== TASKS FOR THIS EXERCISE ==
**1)** How would the sentence "Randall Knight essentially lives off the grid." from the book review below read in Spanish?
**2)** Can you condense the paragraph of the book review below that begins "Randall Knight essentially lives off the grid" into a bulleted list that keeps its main facts?

== DOCUMENT SEGMENT ==
THE END AS I KNOW IT

A Novel of Millennial Anxiety

by Kevin Shay

Pub Date: Dec. 26th, 2006
ISBN: 0-385-51821-8
Publisher: Doubleday

In the late ’90s, a few pundits figured that one day we’d look back at the Y2K panic and laugh. Debut novelist Shay figures that day is here.

Randall Knight essentially lives off the grid. It’s 1998, and he spends his days touring the country as a puppeteer-singer, entertaining grade-schoolers during the day and drinking himself into a stupor at night. Not exactly a life with a promising future, but Randall figures the future’s irrelevant anyway: He’s wholly convinced that the Y2K bug will spell the ruin of modern civilization, and much of his human interaction is with fellow online “doomers” who are forever getting in flame wars with the skeptical “pollys” who don’t feel that New Year’s Day 2000 will mark the beginning of the apocalypse. The story lightheartedly follows Randall as he travels, preaching the Y2K gospel to those he crashes with. Randall’s clearly misguided, but the author smartly makes his hero an intelligent, entertainingly snarky fellow who often laments the company he keeps (“My life has come to this: meeting a pseudonymous crypto-racist gun nut in a café in Roanoke, Virginia”). And anyway, just about everybody in the country is wrapped up in some obsession or other at the fin-de-siècle: Randall’s uncle and aunt in Denver sell for Amway; his ex-girlfriend in San Francisco is seduced by the dot-com boom; all the kids are reading Harry Potter, which evangelicals figure is Satan’s doing; and the whole nation is sucked into the Monica Lewinsky scandal. Randall eventually drifts into the Texas home of a family whose conspiracy-theory paranoia trumps even his, but it brings him into the arms of the person who can help return him to the world of sensible citizenry. Shay clearly strains to neatly tie up the various plot threads, and his efforts to keep the mood light lead to some clunky jokes—but it’s mostly a sure-footed romp.

== ENTRIES ==

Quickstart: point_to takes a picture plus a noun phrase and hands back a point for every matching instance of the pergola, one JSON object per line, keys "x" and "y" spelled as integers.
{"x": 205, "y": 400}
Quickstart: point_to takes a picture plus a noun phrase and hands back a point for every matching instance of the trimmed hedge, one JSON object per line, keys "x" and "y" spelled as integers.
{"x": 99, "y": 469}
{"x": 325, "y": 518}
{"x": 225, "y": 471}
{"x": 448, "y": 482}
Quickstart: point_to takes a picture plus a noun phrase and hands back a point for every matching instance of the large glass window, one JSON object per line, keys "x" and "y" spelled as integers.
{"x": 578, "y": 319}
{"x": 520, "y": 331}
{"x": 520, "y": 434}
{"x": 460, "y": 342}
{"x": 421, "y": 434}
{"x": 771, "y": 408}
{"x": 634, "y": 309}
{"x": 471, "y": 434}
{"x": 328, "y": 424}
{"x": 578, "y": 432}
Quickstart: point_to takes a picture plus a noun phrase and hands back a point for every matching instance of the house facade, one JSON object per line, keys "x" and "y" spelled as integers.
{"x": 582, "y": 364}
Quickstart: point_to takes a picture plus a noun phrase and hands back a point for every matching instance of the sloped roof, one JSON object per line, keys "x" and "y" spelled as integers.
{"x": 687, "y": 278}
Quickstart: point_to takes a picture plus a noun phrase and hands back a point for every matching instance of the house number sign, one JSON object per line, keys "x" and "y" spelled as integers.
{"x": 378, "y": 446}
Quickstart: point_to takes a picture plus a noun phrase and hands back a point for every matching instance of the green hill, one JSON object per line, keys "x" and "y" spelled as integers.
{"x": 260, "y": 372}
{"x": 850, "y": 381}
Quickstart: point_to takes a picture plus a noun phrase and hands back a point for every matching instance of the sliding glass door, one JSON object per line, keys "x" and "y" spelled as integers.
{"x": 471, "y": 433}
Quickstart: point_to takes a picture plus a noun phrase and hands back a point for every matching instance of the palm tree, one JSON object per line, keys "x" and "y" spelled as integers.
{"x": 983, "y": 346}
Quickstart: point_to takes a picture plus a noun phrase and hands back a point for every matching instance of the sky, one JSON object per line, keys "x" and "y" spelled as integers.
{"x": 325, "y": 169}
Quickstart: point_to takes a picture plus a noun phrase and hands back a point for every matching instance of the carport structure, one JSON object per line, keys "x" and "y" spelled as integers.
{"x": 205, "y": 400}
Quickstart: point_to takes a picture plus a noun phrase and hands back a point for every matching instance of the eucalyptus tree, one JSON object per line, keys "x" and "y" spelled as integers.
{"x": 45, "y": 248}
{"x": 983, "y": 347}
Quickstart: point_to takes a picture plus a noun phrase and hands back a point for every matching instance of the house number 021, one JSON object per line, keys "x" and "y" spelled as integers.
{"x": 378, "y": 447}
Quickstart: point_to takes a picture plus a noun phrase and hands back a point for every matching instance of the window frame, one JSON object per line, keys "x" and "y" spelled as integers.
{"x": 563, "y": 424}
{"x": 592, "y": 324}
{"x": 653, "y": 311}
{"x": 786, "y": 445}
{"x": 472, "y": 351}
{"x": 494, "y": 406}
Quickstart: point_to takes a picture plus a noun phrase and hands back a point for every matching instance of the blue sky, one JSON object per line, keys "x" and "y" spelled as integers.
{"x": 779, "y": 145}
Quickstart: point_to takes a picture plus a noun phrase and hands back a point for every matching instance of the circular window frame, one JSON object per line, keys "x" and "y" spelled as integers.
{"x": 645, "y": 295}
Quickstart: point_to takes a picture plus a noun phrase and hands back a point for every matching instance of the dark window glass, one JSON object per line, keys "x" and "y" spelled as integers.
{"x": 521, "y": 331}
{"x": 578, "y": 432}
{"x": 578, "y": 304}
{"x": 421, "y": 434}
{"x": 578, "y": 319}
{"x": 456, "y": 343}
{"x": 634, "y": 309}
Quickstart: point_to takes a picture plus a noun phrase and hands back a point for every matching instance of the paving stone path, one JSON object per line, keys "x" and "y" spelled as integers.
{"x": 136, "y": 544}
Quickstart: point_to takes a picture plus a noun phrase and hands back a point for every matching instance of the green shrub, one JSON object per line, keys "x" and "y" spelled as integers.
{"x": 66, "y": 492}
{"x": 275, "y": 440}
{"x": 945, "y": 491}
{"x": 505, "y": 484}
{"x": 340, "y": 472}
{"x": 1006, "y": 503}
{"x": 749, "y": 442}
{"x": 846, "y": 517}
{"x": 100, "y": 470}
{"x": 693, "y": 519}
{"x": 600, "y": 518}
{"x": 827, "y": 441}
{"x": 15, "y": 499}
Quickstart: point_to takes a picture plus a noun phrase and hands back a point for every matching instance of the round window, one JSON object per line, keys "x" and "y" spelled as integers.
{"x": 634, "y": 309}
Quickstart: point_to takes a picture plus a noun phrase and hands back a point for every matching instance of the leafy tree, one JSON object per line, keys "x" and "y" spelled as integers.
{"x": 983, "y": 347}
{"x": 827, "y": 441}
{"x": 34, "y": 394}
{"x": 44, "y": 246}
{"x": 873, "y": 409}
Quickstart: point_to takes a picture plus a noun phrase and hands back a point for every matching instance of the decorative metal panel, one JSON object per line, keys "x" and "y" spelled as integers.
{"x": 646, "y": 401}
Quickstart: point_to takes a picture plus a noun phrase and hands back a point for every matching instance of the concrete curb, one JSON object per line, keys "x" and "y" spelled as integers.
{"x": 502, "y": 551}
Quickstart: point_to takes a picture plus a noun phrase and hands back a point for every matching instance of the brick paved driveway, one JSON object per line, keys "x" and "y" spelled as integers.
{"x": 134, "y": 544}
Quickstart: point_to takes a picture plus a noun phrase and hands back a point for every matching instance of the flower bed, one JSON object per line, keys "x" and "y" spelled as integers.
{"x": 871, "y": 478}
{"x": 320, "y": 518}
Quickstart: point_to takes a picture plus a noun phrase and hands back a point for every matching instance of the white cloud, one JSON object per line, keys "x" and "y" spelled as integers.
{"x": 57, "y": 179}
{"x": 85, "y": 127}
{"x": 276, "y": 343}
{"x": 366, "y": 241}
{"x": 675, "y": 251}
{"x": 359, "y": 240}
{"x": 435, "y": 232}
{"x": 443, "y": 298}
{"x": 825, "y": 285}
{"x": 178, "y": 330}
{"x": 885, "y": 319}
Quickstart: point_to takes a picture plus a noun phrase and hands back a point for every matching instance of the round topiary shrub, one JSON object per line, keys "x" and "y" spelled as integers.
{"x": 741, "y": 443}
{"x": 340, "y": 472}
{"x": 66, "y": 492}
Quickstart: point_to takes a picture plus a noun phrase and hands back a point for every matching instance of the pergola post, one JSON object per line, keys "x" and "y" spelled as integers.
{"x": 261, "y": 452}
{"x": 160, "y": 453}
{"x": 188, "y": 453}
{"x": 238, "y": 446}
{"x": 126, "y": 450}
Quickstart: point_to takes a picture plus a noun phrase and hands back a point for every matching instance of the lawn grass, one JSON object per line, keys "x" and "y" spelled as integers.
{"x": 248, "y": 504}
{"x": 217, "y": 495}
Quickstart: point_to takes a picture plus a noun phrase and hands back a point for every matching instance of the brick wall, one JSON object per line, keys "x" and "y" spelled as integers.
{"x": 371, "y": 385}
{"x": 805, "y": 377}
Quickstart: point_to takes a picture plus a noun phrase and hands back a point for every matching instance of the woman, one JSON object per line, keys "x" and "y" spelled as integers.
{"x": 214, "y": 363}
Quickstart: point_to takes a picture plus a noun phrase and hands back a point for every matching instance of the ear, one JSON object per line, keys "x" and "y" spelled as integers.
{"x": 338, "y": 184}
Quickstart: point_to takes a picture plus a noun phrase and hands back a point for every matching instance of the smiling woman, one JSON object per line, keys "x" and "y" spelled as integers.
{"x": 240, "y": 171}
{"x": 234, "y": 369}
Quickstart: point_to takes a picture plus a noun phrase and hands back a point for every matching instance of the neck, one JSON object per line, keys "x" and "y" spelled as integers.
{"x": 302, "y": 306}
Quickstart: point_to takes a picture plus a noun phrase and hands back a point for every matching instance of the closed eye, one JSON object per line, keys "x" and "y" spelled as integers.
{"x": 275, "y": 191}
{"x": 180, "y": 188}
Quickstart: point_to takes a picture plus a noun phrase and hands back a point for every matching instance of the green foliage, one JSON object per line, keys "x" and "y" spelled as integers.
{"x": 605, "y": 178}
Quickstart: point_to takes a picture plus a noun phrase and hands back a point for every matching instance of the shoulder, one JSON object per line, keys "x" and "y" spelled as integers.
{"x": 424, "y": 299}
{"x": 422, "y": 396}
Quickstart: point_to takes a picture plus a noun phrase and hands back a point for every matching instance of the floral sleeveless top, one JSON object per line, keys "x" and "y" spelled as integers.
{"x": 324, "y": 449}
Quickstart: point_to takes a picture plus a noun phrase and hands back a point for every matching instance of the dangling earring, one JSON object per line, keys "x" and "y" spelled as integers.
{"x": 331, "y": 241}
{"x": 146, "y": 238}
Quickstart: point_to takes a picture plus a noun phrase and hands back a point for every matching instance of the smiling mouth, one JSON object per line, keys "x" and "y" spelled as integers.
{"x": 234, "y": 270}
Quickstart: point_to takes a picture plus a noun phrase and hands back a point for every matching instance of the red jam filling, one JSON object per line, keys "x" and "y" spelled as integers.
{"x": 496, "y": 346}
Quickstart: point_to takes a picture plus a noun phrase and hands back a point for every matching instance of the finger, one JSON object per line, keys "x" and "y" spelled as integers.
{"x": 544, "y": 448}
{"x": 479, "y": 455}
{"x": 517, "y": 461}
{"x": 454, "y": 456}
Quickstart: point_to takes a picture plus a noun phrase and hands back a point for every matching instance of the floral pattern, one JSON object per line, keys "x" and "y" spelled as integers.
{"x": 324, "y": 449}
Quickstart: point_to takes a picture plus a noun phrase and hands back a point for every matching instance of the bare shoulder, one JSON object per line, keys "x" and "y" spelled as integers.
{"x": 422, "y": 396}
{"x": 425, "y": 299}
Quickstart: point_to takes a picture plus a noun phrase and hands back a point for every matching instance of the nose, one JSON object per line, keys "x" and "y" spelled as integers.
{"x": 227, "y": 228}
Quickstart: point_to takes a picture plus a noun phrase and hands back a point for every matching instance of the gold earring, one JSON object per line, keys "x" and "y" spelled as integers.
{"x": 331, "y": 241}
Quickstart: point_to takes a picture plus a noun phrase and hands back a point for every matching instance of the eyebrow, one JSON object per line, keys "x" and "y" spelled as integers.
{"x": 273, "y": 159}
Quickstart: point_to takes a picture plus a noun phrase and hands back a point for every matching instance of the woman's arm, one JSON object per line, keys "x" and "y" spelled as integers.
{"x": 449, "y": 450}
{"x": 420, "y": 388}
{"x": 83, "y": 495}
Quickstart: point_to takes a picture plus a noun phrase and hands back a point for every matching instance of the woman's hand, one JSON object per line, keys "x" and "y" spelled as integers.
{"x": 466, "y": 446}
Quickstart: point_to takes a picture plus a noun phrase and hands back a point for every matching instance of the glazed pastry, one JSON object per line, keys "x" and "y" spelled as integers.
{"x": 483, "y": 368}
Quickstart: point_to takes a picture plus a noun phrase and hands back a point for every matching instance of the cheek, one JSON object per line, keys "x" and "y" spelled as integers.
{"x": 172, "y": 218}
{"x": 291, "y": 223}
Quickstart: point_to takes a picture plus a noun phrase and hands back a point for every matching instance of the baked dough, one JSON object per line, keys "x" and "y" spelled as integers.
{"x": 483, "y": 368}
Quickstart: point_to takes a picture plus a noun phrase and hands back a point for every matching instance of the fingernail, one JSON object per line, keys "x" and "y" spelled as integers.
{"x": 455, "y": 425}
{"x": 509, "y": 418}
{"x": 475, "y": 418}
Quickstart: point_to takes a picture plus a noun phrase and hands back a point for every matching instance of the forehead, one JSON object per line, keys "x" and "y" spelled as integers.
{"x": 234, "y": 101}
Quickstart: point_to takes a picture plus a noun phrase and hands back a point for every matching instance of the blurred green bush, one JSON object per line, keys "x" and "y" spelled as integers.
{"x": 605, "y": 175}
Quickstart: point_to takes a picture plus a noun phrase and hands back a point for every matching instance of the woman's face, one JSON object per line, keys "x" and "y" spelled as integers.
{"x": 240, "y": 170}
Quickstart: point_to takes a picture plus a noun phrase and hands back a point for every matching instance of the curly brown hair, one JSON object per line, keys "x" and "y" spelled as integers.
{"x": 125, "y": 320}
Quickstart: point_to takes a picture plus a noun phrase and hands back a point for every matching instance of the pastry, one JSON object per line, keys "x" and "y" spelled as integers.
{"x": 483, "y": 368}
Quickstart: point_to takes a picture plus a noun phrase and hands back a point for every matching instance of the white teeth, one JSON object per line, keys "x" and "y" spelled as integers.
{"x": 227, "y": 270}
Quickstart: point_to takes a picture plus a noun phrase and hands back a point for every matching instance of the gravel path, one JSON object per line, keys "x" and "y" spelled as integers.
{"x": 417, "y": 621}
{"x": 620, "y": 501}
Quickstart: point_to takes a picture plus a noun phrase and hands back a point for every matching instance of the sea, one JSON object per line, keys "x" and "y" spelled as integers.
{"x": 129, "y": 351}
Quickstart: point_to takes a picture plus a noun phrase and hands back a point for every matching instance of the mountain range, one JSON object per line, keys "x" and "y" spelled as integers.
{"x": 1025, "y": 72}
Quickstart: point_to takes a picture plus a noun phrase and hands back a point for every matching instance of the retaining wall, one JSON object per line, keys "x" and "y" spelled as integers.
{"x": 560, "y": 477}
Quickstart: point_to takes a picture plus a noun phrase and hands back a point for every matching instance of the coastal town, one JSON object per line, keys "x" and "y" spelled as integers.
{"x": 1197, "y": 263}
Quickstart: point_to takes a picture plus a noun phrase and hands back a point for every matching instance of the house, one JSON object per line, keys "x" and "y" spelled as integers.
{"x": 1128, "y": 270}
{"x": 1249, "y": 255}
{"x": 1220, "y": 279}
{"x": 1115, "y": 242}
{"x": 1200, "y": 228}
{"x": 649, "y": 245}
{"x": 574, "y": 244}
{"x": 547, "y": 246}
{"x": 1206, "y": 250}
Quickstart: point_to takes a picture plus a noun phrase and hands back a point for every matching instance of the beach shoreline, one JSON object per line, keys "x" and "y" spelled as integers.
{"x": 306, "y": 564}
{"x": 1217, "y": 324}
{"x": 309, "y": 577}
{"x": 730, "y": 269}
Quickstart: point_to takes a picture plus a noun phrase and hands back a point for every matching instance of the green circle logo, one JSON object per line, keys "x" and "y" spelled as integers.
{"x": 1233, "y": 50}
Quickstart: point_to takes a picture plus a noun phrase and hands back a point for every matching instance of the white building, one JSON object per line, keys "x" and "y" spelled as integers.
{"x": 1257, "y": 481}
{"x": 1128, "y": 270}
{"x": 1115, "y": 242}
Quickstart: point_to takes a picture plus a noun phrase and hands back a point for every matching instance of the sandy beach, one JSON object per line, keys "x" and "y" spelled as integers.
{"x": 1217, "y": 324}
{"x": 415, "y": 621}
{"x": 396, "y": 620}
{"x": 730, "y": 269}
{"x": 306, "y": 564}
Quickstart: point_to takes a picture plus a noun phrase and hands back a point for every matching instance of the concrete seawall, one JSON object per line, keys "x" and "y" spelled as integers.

== TASK-BY-TASK ANSWERS ==
**1)** Randall Knight vive prácticamente al margen del sistema.

**2)**
- In 1998, Randall Knight lives largely off the grid. He tours the country as a puppeteer-singer for grade-schoolers by day and drinks himself into a stupor at night.
- He is convinced the Y2K bug will ruin modern civilization. Much of his contact is with online "doomers," who fight flame wars with the skeptical "pollys."
- The story lightheartedly follows him as he travels and preaches the Y2K gospel to the people he stays with.
- Though misguided, he is an intelligent, snarky hero who often laments the company he keeps.
- Almost everyone around him has some obsession:
  - His uncle and aunt in Denver sell for Amway.
  - His ex-girlfriend in San Francisco is seduced by the dot-com boom.
  - Kids read Harry Potter, which evangelicals attribute to Satan.
  - The nation is absorbed in the Monica Lewinsky scandal.
- He drifts into the Texas home of a family whose conspiracy-theory paranoia exceeds his own. There he meets the person who can help return him to sensible citizenry.
- Shay strains to tie up the plot threads, and some jokes are clunky, but the book is mostly a sure-footed romp.